INSTRUCTION: Return every line of the entries below that contains the word "blue", treating uppercase and lowercase as different.

Labeled shape entries
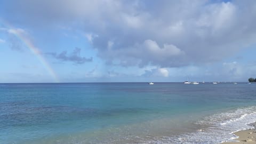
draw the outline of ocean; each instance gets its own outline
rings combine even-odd
[[[0,143],[219,143],[256,121],[256,84],[0,84]]]

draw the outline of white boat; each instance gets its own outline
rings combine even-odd
[[[191,82],[189,82],[188,81],[184,81],[184,84],[191,84]]]

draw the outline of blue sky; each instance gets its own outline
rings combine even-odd
[[[0,82],[245,82],[255,23],[255,1],[1,1]]]

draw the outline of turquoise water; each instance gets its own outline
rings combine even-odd
[[[256,121],[256,84],[0,84],[1,143],[217,143]]]

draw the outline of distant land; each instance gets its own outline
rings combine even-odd
[[[250,77],[248,79],[248,81],[249,81],[249,82],[250,82],[250,83],[256,82],[256,78],[253,78],[252,77]]]

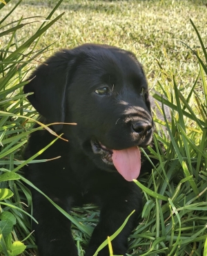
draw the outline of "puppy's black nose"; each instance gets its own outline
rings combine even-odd
[[[141,137],[146,136],[152,131],[152,125],[149,122],[143,122],[140,121],[133,122],[132,129]]]

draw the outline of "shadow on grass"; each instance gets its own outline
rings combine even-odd
[[[40,0],[26,0],[21,3],[21,4],[30,5],[30,6],[45,6],[48,8],[54,7],[57,4],[57,1],[49,0],[47,1],[42,1]],[[79,11],[81,10],[97,10],[98,12],[115,12],[119,10],[123,10],[123,5],[128,5],[128,1],[120,1],[120,0],[89,0],[89,1],[80,1],[80,0],[66,0],[63,1],[59,9],[70,10],[72,11]],[[173,6],[174,3],[172,3],[172,1],[161,1],[161,0],[137,0],[131,1],[131,3],[133,5],[141,4],[144,7],[145,6],[149,6],[149,8],[153,8],[153,6],[160,6],[161,8],[168,8],[171,6]],[[186,7],[188,5],[193,5],[194,6],[207,6],[207,1],[206,0],[181,0],[176,5],[179,6],[185,5]]]

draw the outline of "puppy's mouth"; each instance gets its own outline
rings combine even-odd
[[[93,153],[100,154],[106,164],[114,165],[126,181],[137,179],[141,169],[141,154],[137,147],[115,150],[107,148],[96,140],[91,140],[90,143]]]
[[[91,140],[90,143],[94,154],[100,154],[103,162],[107,165],[113,165],[112,159],[112,150],[108,149],[98,140]]]

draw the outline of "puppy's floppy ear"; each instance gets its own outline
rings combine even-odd
[[[34,92],[28,99],[50,122],[64,122],[66,90],[74,62],[70,51],[57,53],[37,68],[24,86],[25,93]],[[62,127],[54,125],[56,131]]]

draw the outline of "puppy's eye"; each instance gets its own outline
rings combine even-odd
[[[95,90],[95,93],[99,95],[108,94],[109,89],[108,87],[103,87]]]

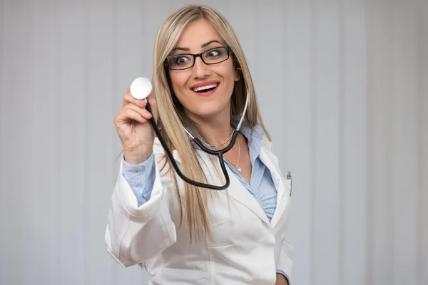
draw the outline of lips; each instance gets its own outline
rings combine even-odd
[[[219,85],[218,81],[201,82],[190,87],[190,90],[198,95],[207,96],[215,93]]]

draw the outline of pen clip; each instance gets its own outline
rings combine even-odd
[[[291,171],[288,170],[287,174],[287,180],[290,180],[290,197],[291,197],[291,192],[292,191],[292,177],[291,176]]]

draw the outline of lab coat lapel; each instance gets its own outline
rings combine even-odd
[[[263,140],[265,140],[265,138]],[[280,220],[289,202],[288,193],[290,193],[291,185],[290,183],[285,183],[277,164],[277,158],[265,142],[262,143],[260,159],[270,171],[272,180],[277,190],[277,207],[270,220],[270,224],[273,227]]]

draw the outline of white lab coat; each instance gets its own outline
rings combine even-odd
[[[202,165],[208,182],[222,185],[210,175],[216,172],[209,155],[198,152],[206,163]],[[153,152],[156,160],[163,153],[157,138]],[[176,151],[173,155],[180,166]],[[213,195],[208,195],[213,239],[203,237],[193,244],[189,244],[188,224],[178,228],[179,210],[170,177],[161,176],[156,163],[151,197],[137,207],[121,165],[108,214],[108,252],[124,266],[142,264],[152,285],[274,285],[277,269],[287,274],[292,284],[292,246],[287,238],[291,181],[281,175],[265,137],[260,158],[270,170],[277,191],[271,222],[226,167],[230,177],[227,192],[212,190]],[[178,177],[177,180],[183,189],[183,180]]]

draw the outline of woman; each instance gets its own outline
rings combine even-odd
[[[115,116],[124,153],[108,215],[108,252],[124,266],[141,264],[151,284],[288,284],[291,181],[280,172],[228,21],[205,6],[168,18],[155,43],[153,84],[148,101],[177,164],[189,178],[215,185],[225,182],[218,161],[193,145],[183,127],[224,148],[248,90],[244,125],[224,155],[230,184],[215,191],[178,177],[146,101],[128,88]]]

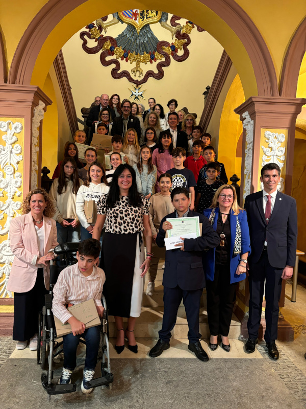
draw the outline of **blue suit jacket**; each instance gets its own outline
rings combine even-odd
[[[177,285],[183,290],[198,290],[205,287],[205,275],[203,269],[202,254],[206,248],[218,245],[220,239],[203,215],[189,210],[188,217],[198,216],[202,223],[202,235],[196,239],[185,239],[184,251],[177,247],[167,250],[165,259],[163,285],[174,288]],[[170,213],[162,220],[156,238],[159,247],[165,246],[166,232],[162,229],[166,219],[175,217],[175,213]]]
[[[212,209],[206,209],[203,212],[203,214],[209,218],[212,210]],[[217,230],[217,222],[219,212],[219,208],[216,208],[215,212],[216,216],[212,225],[215,231]],[[244,210],[241,210],[238,217],[241,230],[241,254],[244,254],[248,252],[250,254],[251,252],[251,246],[246,212]],[[235,274],[240,259],[240,255],[235,255],[233,253],[234,244],[236,235],[236,216],[233,214],[232,210],[230,214],[230,225],[231,227],[231,283],[232,283],[241,281],[244,280],[246,277],[245,274],[240,274],[240,276],[238,276]],[[219,243],[220,243],[220,238],[219,238]],[[206,279],[211,281],[214,281],[215,254],[216,249],[213,248],[209,250],[208,252],[206,252],[204,254],[203,263],[206,274]]]
[[[269,223],[265,219],[263,192],[245,198],[251,236],[251,263],[259,260],[267,238],[269,262],[275,268],[294,266],[296,254],[297,216],[295,199],[277,192]]]

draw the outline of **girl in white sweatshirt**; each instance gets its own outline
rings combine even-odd
[[[81,241],[92,237],[97,216],[97,203],[103,195],[108,193],[109,189],[103,166],[99,162],[92,164],[88,168],[87,180],[81,186],[76,195],[76,214],[81,224]],[[93,201],[91,208],[93,213],[88,214],[86,217],[85,209],[90,201]]]

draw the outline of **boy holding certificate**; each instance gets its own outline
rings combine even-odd
[[[54,287],[52,311],[63,324],[69,323],[72,331],[63,336],[64,368],[59,383],[71,382],[71,374],[76,366],[76,349],[82,336],[86,341],[86,356],[81,389],[83,393],[88,394],[93,388],[87,388],[84,382],[93,379],[100,344],[100,327],[86,329],[85,324],[74,317],[66,306],[75,305],[93,299],[98,314],[102,317],[104,308],[101,298],[105,274],[96,265],[101,249],[98,240],[87,239],[80,243],[78,249],[78,263],[66,267],[59,276]]]
[[[175,211],[163,218],[156,237],[159,247],[165,246],[167,230],[172,229],[167,219],[198,217],[202,224],[201,235],[195,239],[182,239],[183,242],[175,245],[177,248],[167,250],[163,278],[164,286],[164,315],[159,339],[149,353],[152,358],[160,355],[170,347],[171,331],[176,321],[178,307],[183,298],[189,331],[188,349],[202,361],[208,356],[199,341],[199,310],[201,297],[205,286],[205,276],[202,264],[203,250],[216,247],[220,238],[205,216],[189,209],[189,193],[184,188],[176,188],[171,193]],[[175,220],[173,220],[173,224]]]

TASK SOLUTION:
draw the outline of blue sky; each instance gets its own outline
draw the outline of **blue suit jacket**; each instance gets its own outline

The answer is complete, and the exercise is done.